TEXTO DE LECTURA —
Lo cierto es que sin haber precisado este punto de quiebre, la sociedad michoacana ha visto cómo su facultad de reacción ha comenzado a anularse frente a sucesos que en condiciones normales serian trágicos, como si se tratase de un tejido blando atacado por flagelos que provocan heridas recurrentes, mismas que al cabo del tiempo cicatrizan inflamándolo y haciendo que pierda su funcionamiento normal; el pueblo michoacano se ha hecho inerte ante el permanente derramamiento de sangre al que ha sido sometido.
Apenas hace tres años, los michoacanos, pese a estar inmersos en el ojo del huracán de una guerra contra el crimen organizado, llenamos de asombro nuestras conciencias al saber de la aparición formal del primer grupo de ciudadanos armados que peleaban por su seguridad ante la incapacidad del Estado de brindárselas. Lo que se llenó en la agenda pública con el concepto de autodefensas, comenzó teniendo el hipertexto de rebeldía y posteriormente el de dignidad, pero siempre asociado al asombro.

INSTRUCCIÓN 1 —
Responde, a partir del texto sobre Michoacán, las siguientes preguntas:
(a) ¿Ante qué se ha hecho inerte el pueblo michoacano?
(b) ¿Hace cuánto tiempo apareció formalmente el primer grupo de ciudadanos armados que peleaban por su seguridad?
(c) ¿Con qué concepto se llenó la agenda pública?
INSTRUCCIÓN 2 — Resume de forma más breve el párrafo del texto sobre Michoacán que empieza con "Apenas hace tres años", conservando sus datos principales.
INSTRUCCIÓN 3 — Copia sin cambios el fragmento del texto sobre Michoacán que va de "Lo cierto es" a "ha sido sometido.".

DATOS PROPORCIONADOS —
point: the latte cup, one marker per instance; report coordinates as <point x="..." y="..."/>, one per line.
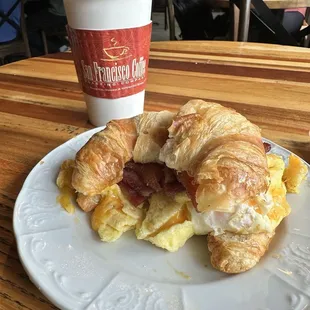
<point x="110" y="42"/>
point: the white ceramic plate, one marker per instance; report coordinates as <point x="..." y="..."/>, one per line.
<point x="75" y="270"/>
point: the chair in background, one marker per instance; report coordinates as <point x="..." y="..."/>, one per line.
<point x="60" y="32"/>
<point x="166" y="7"/>
<point x="20" y="45"/>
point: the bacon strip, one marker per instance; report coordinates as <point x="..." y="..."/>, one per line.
<point x="190" y="186"/>
<point x="140" y="181"/>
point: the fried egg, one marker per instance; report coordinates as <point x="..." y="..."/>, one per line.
<point x="67" y="193"/>
<point x="294" y="174"/>
<point x="166" y="223"/>
<point x="115" y="215"/>
<point x="263" y="213"/>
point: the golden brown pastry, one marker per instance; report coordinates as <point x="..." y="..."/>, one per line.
<point x="100" y="163"/>
<point x="220" y="151"/>
<point x="233" y="253"/>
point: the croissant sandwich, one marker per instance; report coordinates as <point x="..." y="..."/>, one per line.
<point x="202" y="171"/>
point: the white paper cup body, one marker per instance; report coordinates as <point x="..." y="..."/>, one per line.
<point x="109" y="15"/>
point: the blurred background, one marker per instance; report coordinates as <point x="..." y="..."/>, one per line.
<point x="30" y="28"/>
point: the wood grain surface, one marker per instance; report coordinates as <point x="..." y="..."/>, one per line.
<point x="41" y="106"/>
<point x="273" y="4"/>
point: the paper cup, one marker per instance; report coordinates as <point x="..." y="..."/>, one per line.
<point x="110" y="44"/>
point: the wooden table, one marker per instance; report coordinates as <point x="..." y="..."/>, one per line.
<point x="41" y="106"/>
<point x="273" y="4"/>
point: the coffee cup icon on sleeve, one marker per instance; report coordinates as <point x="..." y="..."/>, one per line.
<point x="115" y="53"/>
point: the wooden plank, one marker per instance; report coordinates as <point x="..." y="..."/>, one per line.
<point x="42" y="106"/>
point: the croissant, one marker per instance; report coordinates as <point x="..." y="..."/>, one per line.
<point x="233" y="253"/>
<point x="220" y="152"/>
<point x="201" y="171"/>
<point x="100" y="163"/>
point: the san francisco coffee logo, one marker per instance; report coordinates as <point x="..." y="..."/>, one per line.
<point x="116" y="65"/>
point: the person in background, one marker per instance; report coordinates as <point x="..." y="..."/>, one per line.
<point x="196" y="20"/>
<point x="49" y="18"/>
<point x="7" y="31"/>
<point x="293" y="19"/>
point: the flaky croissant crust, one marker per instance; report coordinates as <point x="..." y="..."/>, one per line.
<point x="101" y="161"/>
<point x="221" y="150"/>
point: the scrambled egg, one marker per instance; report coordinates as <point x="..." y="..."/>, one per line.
<point x="294" y="174"/>
<point x="167" y="223"/>
<point x="260" y="214"/>
<point x="115" y="215"/>
<point x="67" y="193"/>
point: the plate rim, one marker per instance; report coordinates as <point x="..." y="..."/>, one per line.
<point x="44" y="289"/>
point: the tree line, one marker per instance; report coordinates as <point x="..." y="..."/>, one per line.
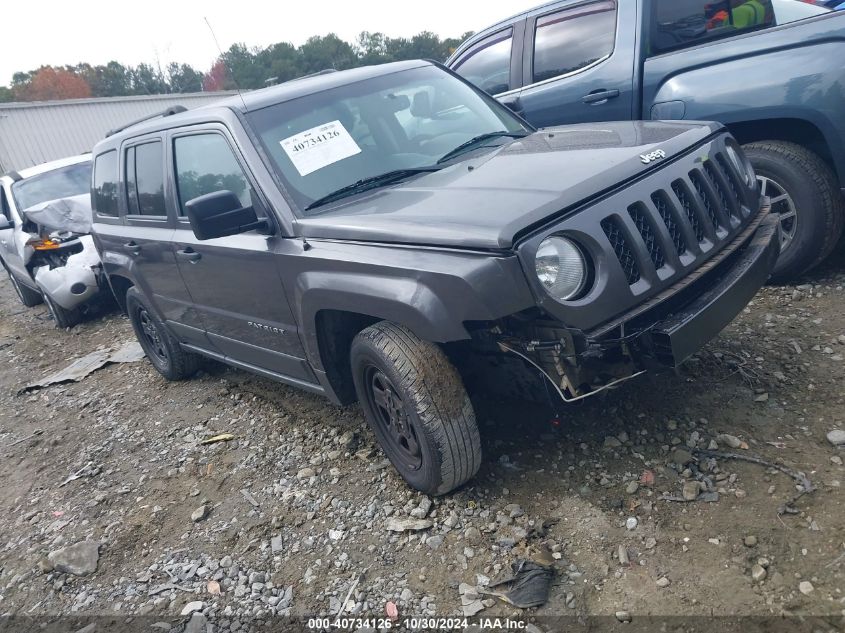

RESPUESTA CORRECTA 1 —
(a) Ante el permanente derramamiento de sangre al que ha sido sometido.
(b) Apenas hace tres años.
(c) Con el concepto de autodefensas.

RESPUESTA CORRECTA 2 — Hace tres años, en plena guerra contra el crimen organizado, los michoacanos se asombraron ante la aparición formal del primer grupo de ciudadanos armados que peleaban por su seguridad ante la incapacidad del Estado de brindársela. Ese fenómeno, conocido en la agenda pública como autodefensas, se asoció primero a la rebeldía y después a la dignidad, pero siempre al asombro.

RESPUESTA CORRECTA 3 —
Lo cierto es que sin haber precisado este punto de quiebre, la sociedad michoacana ha visto cómo su facultad de reacción ha comenzado a anularse frente a sucesos que en condiciones normales serian trágicos, como si se tratase de un tejido blando atacado por flagelos que provocan heridas recurrentes, mismas que al cabo del tiempo cicatrizan inflamándolo y haciendo que pierda su funcionamiento normal; el pueblo michoacano se ha hecho inerte ante el permanente derramamiento de sangre al que ha sido sometido.